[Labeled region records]
▬▬▬▬▬▬

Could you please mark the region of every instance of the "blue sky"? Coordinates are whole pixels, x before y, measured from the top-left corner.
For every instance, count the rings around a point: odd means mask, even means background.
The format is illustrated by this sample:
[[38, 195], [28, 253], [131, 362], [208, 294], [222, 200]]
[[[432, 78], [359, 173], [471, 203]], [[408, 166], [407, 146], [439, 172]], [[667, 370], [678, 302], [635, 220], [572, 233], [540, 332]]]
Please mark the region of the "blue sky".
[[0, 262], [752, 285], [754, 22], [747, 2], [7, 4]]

▬▬▬▬▬▬

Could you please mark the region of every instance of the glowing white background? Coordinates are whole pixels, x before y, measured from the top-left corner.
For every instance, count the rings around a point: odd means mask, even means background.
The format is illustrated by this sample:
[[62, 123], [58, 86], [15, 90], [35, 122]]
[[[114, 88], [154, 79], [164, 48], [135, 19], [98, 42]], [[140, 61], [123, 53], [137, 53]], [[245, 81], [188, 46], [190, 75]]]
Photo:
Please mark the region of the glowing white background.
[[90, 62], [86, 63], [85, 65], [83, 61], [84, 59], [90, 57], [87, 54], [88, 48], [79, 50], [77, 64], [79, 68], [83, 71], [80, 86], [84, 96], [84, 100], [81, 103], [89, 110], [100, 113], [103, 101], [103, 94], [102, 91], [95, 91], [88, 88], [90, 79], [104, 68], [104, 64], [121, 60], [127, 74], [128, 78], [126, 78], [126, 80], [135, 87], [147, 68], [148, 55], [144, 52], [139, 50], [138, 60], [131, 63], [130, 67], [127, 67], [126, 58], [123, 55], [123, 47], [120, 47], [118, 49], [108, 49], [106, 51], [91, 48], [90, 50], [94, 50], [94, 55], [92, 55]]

▬▬▬▬▬▬

Starting with the line with "glowing white background?" and going on through the line with "55], [92, 55]]", rewrite those lines with "glowing white background" renamed to "bright white backdrop" and everything else left as it is.

Could you please mark the region of every instance of the bright white backdrop? Coordinates are whole pixels, x before y, measured from the top-left corner.
For every instance, count the rings around a point: odd means mask, even means background.
The format is illustrated by this sample:
[[62, 123], [58, 86], [15, 90], [35, 122]]
[[[114, 88], [154, 79], [164, 48], [135, 19], [98, 42]], [[140, 61], [123, 53], [137, 53]], [[245, 81], [188, 46], [190, 75]]]
Photo:
Please mark the region of the bright white backdrop.
[[90, 62], [86, 63], [85, 65], [83, 61], [84, 59], [90, 57], [87, 54], [88, 48], [79, 50], [77, 64], [79, 68], [83, 71], [80, 86], [84, 96], [84, 100], [81, 103], [89, 110], [100, 113], [103, 101], [103, 94], [102, 91], [95, 91], [88, 88], [90, 79], [104, 68], [104, 64], [121, 60], [127, 74], [128, 78], [126, 78], [126, 80], [135, 87], [147, 68], [148, 55], [144, 52], [139, 50], [138, 60], [131, 63], [130, 67], [127, 67], [126, 58], [123, 55], [123, 47], [120, 47], [118, 49], [108, 49], [106, 51], [91, 48], [90, 50], [94, 50], [94, 55], [92, 55]]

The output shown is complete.